* Work instructions *
Scan the records for the line containing "egg yolk, each"; extract it and all later lines, verbatim, through the end, and nothing before it.

Stored dataset items:
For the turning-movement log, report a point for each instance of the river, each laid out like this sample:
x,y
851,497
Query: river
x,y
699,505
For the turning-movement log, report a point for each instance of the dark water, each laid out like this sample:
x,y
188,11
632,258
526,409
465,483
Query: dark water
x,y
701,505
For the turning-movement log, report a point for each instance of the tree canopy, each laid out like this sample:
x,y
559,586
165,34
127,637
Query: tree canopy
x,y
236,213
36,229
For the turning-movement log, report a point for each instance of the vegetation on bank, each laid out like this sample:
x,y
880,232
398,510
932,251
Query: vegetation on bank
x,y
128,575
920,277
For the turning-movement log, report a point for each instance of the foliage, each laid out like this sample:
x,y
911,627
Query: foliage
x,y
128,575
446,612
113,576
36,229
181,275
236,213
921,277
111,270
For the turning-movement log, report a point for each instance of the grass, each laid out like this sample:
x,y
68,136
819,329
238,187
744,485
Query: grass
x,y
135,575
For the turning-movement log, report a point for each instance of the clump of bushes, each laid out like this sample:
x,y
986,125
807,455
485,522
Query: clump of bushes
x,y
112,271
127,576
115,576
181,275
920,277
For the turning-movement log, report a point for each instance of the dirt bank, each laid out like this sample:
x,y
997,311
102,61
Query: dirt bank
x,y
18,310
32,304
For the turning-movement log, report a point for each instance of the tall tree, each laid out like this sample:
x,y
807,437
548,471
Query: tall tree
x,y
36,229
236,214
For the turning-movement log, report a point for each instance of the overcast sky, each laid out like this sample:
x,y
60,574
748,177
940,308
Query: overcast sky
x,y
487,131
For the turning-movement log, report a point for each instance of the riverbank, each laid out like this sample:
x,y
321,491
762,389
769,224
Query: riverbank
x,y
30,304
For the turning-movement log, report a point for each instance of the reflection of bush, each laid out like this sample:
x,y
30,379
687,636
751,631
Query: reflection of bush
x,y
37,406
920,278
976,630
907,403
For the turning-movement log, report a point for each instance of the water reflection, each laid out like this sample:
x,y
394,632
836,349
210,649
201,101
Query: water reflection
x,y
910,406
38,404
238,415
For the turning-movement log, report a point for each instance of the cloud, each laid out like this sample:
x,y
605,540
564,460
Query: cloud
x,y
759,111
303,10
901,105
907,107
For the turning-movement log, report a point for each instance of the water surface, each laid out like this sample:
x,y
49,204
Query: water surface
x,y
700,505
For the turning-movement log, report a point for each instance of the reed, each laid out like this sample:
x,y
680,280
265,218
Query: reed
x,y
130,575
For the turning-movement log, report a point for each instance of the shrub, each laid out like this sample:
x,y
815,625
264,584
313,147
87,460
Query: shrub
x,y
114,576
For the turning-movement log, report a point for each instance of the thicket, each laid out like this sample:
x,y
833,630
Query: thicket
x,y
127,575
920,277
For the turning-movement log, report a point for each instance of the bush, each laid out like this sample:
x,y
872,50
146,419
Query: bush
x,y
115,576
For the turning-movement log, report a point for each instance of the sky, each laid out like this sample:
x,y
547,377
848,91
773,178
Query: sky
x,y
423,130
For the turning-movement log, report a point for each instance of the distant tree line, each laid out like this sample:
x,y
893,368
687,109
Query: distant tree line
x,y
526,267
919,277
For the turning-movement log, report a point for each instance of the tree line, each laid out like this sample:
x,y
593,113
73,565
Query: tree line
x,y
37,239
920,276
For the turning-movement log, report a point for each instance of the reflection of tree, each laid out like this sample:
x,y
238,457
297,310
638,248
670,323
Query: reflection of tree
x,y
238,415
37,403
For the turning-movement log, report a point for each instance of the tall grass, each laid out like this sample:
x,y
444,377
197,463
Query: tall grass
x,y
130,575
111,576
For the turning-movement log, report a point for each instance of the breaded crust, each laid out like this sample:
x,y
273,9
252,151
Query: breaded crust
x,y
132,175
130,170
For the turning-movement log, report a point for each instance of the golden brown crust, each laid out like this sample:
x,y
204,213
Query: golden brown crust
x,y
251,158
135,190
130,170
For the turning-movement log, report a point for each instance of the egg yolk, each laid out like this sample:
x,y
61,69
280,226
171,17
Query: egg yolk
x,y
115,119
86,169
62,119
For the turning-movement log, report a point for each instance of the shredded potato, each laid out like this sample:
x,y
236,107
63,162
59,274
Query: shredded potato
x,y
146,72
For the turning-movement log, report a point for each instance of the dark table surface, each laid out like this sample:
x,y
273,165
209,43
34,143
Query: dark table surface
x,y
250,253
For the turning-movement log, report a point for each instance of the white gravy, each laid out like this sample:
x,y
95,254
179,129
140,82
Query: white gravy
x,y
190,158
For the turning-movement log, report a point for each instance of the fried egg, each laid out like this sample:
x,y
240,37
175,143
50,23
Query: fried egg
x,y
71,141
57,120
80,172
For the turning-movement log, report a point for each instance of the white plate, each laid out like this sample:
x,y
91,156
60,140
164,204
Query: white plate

* Finished answer *
For the turning-movement log, report a point for each instance of the egg yolk, each laid out like this sample:
x,y
61,69
280,226
171,17
Query: egg yolk
x,y
115,119
86,169
62,119
For the turning-movement log, report a point for each instance of the shredded potato, each laid out like this sample:
x,y
236,107
63,162
59,274
Query: shredded potato
x,y
146,72
For the turning-movement log, report a point for each instance of the dark table surface, each laid out like this sample:
x,y
273,165
209,43
34,143
Query: dark table surface
x,y
250,253
For the turning-movement log, report a point for each instance of the white gravy, each laid out like this sample:
x,y
95,254
179,129
140,82
Query: white gravy
x,y
190,158
For the turning-movement log, report a point for each instance of the fried egg, each laid out like this sample:
x,y
240,37
175,143
50,23
Query: fried egg
x,y
71,141
57,120
80,172
For the turning-movement log, report a point for each instance of the white plate, each laid out like this sample:
x,y
91,156
60,140
164,204
Query: white plate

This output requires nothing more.